Exercise instructions
Reproduce the lines between the one containing "<item>boulder</item> -> mask" and the one containing "77], [357, 76]]", inclusive.

═══ Dataset records

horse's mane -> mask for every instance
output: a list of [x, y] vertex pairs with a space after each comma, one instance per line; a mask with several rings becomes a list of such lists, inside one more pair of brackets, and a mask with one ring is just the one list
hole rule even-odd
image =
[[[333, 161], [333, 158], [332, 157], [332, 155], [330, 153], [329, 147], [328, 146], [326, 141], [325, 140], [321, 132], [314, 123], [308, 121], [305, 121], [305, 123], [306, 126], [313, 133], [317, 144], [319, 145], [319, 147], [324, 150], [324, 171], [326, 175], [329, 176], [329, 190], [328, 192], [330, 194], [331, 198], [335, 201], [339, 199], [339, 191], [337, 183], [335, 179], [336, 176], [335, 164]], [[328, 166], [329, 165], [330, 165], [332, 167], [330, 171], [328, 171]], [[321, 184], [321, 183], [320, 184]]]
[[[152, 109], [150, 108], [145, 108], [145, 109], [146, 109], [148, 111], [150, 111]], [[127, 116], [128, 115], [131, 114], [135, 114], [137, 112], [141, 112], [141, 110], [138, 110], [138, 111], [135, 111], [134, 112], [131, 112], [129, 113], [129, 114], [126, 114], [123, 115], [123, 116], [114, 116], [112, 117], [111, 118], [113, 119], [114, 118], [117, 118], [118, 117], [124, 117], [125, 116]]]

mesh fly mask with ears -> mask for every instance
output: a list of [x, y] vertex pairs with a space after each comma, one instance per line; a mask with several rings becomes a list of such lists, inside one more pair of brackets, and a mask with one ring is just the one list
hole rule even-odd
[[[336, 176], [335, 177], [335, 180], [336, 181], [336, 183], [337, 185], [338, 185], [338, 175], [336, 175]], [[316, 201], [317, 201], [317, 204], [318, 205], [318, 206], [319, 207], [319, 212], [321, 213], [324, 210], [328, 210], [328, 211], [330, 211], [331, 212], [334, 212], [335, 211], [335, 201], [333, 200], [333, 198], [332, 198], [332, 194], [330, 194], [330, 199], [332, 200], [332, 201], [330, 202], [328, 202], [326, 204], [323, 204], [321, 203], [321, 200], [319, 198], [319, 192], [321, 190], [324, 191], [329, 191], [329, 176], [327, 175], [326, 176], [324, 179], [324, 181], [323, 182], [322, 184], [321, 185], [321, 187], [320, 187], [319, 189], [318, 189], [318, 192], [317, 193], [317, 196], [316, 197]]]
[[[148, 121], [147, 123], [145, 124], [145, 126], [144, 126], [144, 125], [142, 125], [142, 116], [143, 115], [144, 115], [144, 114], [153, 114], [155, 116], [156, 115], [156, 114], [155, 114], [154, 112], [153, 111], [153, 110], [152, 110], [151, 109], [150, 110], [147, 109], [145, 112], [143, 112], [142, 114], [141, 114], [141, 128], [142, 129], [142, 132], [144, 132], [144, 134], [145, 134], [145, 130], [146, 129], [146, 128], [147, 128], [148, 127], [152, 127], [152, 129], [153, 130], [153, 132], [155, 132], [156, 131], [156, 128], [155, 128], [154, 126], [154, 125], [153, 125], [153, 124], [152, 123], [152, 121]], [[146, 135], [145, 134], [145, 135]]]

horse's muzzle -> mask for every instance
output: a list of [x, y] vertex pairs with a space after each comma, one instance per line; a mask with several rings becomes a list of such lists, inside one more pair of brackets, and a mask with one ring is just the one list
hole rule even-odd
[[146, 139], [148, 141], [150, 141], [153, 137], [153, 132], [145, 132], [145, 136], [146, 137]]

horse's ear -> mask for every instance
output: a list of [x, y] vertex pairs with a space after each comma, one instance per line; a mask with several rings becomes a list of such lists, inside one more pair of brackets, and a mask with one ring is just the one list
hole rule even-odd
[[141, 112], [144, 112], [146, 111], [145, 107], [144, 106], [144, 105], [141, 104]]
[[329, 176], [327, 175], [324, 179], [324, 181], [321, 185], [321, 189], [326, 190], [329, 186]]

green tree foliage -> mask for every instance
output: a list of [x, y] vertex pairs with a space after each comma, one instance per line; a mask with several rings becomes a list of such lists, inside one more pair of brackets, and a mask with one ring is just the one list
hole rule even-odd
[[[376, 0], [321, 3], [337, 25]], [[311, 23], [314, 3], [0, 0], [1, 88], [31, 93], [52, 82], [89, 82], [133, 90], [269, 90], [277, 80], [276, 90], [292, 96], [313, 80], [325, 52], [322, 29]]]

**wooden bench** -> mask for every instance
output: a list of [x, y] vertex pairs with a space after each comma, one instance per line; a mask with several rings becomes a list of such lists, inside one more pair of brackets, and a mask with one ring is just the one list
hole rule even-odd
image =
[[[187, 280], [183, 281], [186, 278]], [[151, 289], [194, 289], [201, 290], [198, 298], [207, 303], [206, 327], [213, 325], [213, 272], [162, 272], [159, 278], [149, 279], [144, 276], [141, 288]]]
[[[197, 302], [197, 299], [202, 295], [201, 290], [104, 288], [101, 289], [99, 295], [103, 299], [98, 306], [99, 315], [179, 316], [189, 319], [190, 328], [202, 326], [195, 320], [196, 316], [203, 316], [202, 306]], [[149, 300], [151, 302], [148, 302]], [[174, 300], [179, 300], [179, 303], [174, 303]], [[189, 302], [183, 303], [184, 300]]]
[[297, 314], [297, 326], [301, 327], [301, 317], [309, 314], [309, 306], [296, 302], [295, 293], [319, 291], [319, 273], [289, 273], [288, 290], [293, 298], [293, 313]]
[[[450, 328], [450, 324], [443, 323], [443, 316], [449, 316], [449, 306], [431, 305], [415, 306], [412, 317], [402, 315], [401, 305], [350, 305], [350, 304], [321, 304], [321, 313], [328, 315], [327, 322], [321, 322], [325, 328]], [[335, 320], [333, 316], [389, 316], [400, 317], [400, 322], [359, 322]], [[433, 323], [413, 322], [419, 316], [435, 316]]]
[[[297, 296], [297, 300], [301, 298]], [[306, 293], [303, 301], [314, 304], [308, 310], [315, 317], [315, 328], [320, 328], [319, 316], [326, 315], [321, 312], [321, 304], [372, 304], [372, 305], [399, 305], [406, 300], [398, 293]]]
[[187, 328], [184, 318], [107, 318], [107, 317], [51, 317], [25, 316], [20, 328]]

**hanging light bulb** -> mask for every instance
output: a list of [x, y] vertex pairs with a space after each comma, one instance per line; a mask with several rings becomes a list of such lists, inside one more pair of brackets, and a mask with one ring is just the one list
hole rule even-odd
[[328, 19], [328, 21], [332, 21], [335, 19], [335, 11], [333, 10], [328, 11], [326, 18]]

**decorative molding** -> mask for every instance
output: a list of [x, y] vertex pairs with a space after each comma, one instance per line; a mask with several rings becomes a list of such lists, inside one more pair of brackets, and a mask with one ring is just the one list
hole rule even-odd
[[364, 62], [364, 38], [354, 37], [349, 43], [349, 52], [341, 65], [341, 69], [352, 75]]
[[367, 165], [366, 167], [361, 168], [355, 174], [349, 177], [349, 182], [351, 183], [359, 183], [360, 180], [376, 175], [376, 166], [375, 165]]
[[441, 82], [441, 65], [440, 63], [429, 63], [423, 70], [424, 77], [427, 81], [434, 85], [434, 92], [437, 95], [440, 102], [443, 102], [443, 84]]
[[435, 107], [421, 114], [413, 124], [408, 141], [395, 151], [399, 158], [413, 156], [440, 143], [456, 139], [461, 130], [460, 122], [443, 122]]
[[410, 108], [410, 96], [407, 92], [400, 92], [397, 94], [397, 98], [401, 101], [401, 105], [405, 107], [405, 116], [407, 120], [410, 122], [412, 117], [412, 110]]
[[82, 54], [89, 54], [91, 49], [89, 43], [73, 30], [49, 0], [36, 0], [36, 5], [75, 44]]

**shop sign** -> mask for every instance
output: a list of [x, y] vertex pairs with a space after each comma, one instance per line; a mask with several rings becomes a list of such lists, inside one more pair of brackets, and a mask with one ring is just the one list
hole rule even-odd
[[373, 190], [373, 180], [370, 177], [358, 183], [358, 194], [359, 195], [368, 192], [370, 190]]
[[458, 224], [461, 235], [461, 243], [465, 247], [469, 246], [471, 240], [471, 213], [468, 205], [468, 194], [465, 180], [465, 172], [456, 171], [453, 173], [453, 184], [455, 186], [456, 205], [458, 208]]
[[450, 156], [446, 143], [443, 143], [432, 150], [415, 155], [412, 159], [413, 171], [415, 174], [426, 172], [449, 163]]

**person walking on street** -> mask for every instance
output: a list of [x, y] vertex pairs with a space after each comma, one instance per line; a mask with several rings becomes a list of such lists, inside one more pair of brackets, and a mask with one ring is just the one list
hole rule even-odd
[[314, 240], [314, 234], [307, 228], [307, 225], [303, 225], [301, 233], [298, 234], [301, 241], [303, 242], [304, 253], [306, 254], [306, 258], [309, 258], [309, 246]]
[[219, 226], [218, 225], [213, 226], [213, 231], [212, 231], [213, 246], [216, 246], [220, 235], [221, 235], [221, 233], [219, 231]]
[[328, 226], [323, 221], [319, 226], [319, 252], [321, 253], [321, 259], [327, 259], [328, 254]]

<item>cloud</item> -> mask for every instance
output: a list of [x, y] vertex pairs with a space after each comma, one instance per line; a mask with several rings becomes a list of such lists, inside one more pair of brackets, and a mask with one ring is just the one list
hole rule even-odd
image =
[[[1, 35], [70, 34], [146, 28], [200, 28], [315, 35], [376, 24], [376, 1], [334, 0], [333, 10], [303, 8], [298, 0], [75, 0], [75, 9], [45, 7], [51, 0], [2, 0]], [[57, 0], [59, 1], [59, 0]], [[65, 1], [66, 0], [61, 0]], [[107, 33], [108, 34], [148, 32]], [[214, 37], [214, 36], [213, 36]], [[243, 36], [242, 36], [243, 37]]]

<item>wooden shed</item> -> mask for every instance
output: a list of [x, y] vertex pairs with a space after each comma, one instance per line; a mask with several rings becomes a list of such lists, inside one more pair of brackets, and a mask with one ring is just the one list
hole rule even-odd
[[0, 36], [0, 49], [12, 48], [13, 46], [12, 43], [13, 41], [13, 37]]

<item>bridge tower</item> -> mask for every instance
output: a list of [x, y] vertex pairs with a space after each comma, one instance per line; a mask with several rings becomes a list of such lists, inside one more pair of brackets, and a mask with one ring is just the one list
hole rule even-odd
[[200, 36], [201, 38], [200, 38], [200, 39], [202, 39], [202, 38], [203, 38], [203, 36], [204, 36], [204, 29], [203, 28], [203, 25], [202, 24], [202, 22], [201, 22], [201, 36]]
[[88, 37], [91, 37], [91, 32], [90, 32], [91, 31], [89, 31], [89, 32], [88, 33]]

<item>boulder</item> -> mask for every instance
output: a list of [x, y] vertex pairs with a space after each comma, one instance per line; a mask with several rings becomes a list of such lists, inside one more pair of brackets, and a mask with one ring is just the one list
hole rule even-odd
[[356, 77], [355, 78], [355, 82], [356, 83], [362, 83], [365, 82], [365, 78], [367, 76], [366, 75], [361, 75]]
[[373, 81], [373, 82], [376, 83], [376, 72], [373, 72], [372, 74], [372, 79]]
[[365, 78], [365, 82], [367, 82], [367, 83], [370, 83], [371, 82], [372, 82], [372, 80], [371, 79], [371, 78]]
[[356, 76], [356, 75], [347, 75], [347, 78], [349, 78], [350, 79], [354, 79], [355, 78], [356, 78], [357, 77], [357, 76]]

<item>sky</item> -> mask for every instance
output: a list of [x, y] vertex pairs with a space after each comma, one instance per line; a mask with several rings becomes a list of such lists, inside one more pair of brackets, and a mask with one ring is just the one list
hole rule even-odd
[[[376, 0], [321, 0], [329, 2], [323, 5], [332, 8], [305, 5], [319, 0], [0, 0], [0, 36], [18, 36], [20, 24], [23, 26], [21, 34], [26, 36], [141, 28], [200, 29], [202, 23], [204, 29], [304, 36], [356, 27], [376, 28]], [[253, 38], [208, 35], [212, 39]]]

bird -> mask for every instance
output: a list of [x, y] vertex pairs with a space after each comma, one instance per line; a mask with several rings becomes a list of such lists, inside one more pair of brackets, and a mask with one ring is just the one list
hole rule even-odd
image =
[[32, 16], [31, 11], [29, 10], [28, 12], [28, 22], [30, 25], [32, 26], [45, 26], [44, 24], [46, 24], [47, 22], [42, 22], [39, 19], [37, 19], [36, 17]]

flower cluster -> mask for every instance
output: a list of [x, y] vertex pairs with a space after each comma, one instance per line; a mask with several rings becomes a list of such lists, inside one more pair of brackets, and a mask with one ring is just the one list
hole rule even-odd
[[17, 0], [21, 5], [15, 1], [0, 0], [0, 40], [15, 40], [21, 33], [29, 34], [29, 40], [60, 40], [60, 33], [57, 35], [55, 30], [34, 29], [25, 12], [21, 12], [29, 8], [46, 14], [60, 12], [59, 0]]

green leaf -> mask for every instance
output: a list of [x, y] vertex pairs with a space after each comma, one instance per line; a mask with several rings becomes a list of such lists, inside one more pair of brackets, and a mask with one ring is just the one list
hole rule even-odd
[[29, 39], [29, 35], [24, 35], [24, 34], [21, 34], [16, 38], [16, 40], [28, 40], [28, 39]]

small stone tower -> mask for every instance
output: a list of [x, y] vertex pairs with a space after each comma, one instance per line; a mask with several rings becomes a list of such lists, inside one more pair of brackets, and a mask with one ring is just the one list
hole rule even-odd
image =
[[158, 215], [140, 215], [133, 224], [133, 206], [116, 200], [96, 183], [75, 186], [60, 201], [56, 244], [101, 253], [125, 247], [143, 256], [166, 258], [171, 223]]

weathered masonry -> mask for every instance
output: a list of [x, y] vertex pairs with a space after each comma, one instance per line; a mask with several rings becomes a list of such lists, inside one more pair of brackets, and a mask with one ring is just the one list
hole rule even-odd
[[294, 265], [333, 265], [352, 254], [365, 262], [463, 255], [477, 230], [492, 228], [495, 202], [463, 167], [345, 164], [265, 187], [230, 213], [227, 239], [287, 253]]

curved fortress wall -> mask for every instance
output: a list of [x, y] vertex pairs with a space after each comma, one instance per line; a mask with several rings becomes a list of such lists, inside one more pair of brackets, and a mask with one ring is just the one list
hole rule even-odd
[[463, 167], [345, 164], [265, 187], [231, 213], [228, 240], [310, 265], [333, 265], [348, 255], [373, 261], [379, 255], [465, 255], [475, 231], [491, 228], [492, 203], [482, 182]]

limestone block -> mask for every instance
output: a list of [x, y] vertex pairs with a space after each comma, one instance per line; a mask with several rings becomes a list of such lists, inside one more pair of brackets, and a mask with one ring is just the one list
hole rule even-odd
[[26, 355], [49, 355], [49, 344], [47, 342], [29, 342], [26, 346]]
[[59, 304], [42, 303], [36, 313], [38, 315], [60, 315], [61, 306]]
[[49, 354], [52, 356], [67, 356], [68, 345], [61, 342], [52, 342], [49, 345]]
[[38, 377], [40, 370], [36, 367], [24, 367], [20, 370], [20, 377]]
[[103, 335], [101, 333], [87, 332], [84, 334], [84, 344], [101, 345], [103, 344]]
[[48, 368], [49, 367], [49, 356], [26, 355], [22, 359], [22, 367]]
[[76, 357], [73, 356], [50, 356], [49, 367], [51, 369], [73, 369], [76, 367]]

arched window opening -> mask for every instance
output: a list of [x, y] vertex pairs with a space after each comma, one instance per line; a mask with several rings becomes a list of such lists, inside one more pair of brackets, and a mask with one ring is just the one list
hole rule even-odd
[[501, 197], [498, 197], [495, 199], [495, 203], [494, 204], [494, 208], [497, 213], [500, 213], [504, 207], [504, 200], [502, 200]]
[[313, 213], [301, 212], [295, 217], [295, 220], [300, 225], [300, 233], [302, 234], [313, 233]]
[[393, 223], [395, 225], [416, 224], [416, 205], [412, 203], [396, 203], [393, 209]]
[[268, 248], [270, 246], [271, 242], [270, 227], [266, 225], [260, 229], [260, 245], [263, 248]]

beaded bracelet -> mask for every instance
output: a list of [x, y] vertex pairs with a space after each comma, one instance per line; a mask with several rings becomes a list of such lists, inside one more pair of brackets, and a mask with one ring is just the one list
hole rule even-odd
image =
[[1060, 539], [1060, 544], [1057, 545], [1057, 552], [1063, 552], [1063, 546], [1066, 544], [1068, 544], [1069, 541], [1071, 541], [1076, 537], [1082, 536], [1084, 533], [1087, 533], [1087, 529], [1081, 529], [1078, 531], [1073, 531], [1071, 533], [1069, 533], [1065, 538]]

══════

Final result
<item>boulder</item> -> mask for every instance
output: a list of [x, y] vertex pairs with a space after each comma, one instance per line; a mask with several rings becomes a list of such lists, inside one more pair of brackets, and a mask with one ring is just the one list
hole rule even-odd
[[356, 77], [355, 78], [355, 82], [356, 83], [362, 83], [365, 82], [365, 78], [367, 76], [366, 75], [361, 75]]
[[373, 81], [373, 82], [376, 83], [376, 72], [373, 72], [372, 74], [372, 79]]
[[365, 78], [365, 82], [367, 82], [367, 83], [370, 83], [371, 82], [372, 82], [372, 80], [371, 79], [371, 78]]
[[356, 76], [356, 75], [347, 75], [347, 78], [349, 78], [350, 79], [354, 79], [355, 78], [356, 78], [357, 77], [357, 76]]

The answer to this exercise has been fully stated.